__Supplied text__
▬▬▬
How would you go about building somthing like this? Where would you host them?
I was thinking appfog for node.js to handle incoming http request and rabbitmq to queue asynchronous requests, reddis to support data.
Goals:
1. Whenever receiving a request for processing, you should return a task identifier that can be used to check for progress (ex. you could simply store this in redis as 'TaskId', 'Url', 'FileId', 'Type', 'Status', 'OutputId' - with Type being the type of input: URL or FileId)
2. Once the client received the TaskId, it can do a request to get the status, which would could be 'Pending' or 'Complete' with an URL to the output.
Process:
===================
Request Processing:
-------------------
1. Receive the request with parameters (can users upload files or simply pass through an URL?)
2. Create a token based on the hash of the input file and the parameters supplied (ex. MD5 hash of the video, from time, end time of the video to capture).
3. Check if a task identifier has already been assigned to the token, if it has, return it. This means the client will then do a request to check for the status and would receive { 'Status': 'Complete', 'URL': '...' } and can immediately access the output via the URL.
4. If the video is uploaded, check whether it has been saved via hashing the file (ex. MD5), if it has then use the existing FileId, otherwise, save the file and generate a new FileId.
5. Generate a new task identifier and create a task entry to store in redis that contains metadata about the task.
6. Create a command containing the task identifier and publish it to the message queue for processing (which is asynchronous).
7. Return the task identifier to the client.
Task Processing:
-------------------
To process the video, you would simply grab the metadata from redis and update the progress as you go along. If the task identifier doesn't exist (no metadata entry on redis), simply abort the task processing.
Although this is pretty simple, you should focus on optimizing file storage (ea. don't store the same file twice and reference them by MD5 hash or the like and perhaps have a cleanup routine to remove rarely/once-off used files) and processing time (if the task has already been processed, simply return the output). You should also decide on limitations to prevent abuse (DOS/DDOS attacks, large file uploads, what the service can be used for etc.) and limit your liability.
Is this the answer you were looking for or are you asking about the specifics of implementation (technology wise)?
I see now the thinking flow I have to change, I have been window shopping so to speak with frameworks, stacks.
iron.io is what I think will be used for converting long asynchronous task.
I wouldn't mindd specific technology stacks. it's either node.js or python. I built something in Flask (god bless it's heart) but I don't know if there are others who have made it scalable...
I keep hearing this idea from something like this http://www.slideshare.net/norbu09/rabbitmq-couchdb-awesome
Thanks again, but I need to hit the sack.
Here's what I think of specific 3rd party/FOSS solutions for each of the components.
Before I start, I wonder if anyone has seen that slideshare I posted, it talks about creating single functions and services (daemon), essentially acting as their own islands, connected all through a central RabbitMQ, hooked up to http front end nodejs servers. So this is a summary of my understanding of the subject so far.
Another fact to consider regarding ddos, exploiters. I really don't know, I was thinking rackspace or some kind of front end host that is able to handle it. I mean all in all, the REST web service just returns a simple 200 OK or a media file. No templating (but it might be good to have some templating or user session like Flask <---don't know how to scale).
▬▬▬
__Prompt a__
Answer these questions about the thread:
(i) Under "Goals", which two status values can a client receive?
(ii) What hash is given as the example for building the token from the input file and parameters?
(iii) Which service does the original poster name for converting long asynchronous tasks?
The thread and the records come from unrelated sources.

A run of records:
▬▬▬
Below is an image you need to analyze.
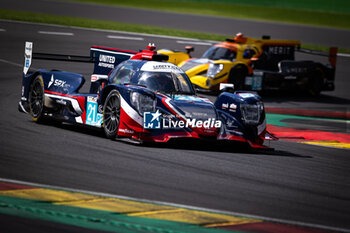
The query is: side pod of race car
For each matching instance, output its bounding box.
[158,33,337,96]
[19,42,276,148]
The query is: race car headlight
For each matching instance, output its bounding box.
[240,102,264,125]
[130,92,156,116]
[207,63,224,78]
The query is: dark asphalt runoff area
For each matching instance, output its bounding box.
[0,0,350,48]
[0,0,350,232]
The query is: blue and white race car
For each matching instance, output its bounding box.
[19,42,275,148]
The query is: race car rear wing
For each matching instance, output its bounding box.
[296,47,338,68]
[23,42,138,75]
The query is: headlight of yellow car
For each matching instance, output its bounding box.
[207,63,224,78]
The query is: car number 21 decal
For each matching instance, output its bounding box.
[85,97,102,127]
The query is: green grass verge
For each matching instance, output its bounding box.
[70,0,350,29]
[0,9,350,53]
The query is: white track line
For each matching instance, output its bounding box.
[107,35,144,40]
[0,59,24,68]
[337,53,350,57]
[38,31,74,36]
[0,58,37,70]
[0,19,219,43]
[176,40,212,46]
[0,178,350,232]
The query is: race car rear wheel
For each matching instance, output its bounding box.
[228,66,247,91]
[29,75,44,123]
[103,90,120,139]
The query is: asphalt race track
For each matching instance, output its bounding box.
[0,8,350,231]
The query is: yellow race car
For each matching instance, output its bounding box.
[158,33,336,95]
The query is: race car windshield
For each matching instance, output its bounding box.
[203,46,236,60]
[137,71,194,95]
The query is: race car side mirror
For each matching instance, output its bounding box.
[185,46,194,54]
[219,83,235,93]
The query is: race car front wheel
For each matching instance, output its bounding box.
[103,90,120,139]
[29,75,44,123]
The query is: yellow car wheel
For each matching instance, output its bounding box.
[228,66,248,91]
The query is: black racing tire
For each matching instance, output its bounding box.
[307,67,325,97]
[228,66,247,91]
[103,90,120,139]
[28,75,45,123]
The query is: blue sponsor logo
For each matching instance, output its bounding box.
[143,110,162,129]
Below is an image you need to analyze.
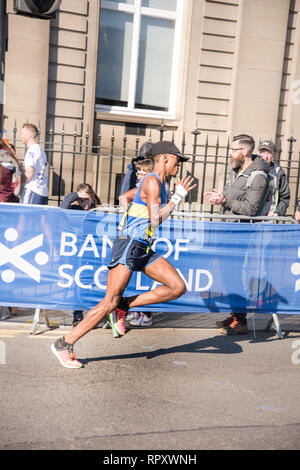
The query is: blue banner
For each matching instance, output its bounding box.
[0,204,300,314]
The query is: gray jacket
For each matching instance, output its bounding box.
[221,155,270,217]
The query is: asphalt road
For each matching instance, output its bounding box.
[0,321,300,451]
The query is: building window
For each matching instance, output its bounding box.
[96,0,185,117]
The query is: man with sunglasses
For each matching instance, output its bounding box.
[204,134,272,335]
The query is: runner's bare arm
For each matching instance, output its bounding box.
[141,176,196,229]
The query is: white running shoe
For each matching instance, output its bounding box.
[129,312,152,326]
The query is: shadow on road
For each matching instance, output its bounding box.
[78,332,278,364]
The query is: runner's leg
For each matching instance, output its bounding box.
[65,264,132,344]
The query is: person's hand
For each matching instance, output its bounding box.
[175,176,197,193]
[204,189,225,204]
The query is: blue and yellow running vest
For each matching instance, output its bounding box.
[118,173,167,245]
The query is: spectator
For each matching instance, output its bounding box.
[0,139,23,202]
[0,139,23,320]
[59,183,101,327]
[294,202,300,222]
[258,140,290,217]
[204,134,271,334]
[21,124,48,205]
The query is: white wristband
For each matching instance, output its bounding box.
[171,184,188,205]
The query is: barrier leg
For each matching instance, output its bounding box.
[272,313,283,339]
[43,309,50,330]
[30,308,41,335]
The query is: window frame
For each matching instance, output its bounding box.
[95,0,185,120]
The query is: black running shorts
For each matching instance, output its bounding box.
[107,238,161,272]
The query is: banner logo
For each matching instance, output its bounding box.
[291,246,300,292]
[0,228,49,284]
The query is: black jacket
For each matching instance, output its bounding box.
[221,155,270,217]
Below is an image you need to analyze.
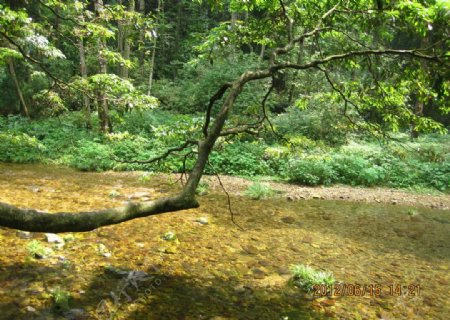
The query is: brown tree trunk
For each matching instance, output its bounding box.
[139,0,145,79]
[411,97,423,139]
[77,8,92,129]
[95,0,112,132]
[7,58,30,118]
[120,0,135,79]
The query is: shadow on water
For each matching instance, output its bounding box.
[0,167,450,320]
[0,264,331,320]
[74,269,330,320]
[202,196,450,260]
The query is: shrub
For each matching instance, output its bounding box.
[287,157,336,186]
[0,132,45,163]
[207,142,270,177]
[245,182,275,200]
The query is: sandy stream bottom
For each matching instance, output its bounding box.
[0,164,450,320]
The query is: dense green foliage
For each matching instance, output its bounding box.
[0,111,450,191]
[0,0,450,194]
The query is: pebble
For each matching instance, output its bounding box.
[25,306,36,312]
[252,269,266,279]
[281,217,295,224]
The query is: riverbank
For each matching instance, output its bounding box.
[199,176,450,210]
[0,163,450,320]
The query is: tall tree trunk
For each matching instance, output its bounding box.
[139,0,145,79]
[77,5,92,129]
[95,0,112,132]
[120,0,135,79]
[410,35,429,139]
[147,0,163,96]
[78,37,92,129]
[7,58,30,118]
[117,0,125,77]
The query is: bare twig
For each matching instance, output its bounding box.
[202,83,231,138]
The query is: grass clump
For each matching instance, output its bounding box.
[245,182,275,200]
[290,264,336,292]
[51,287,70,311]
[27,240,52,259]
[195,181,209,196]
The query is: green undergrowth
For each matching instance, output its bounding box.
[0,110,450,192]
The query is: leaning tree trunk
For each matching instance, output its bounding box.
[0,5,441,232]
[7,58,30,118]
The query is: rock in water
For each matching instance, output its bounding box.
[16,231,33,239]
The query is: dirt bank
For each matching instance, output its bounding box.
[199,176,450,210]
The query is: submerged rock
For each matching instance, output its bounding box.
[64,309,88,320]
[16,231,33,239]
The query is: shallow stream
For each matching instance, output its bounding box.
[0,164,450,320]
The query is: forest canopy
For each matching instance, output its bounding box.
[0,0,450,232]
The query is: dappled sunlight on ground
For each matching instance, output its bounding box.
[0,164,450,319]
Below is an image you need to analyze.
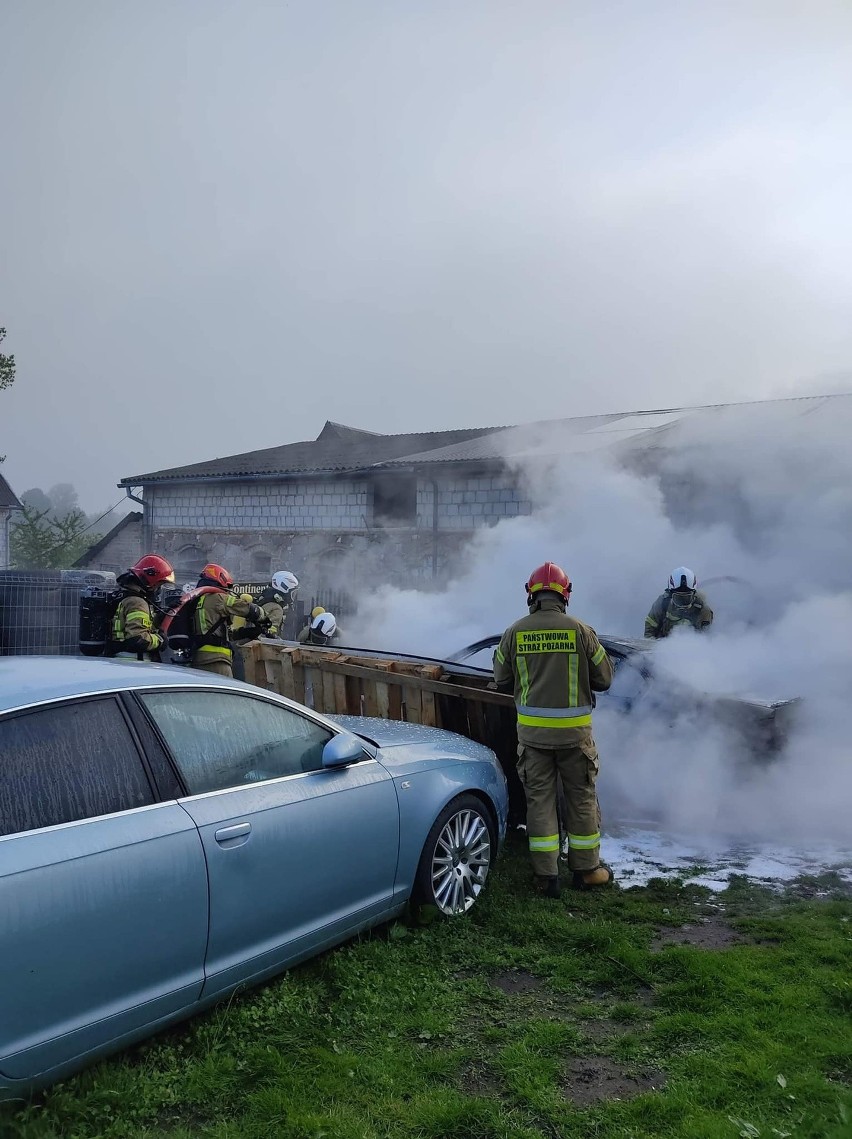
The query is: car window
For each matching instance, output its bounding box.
▬▬▬
__Prompt b__
Count the lines of the records that contain the string "green", matching case exactly, and reply with the number alone.

__Complete answer a__
(i) 'Pending' or 'Complete'
(ii) An MD5 hash
(iii) iron.io

__Complete answer b__
3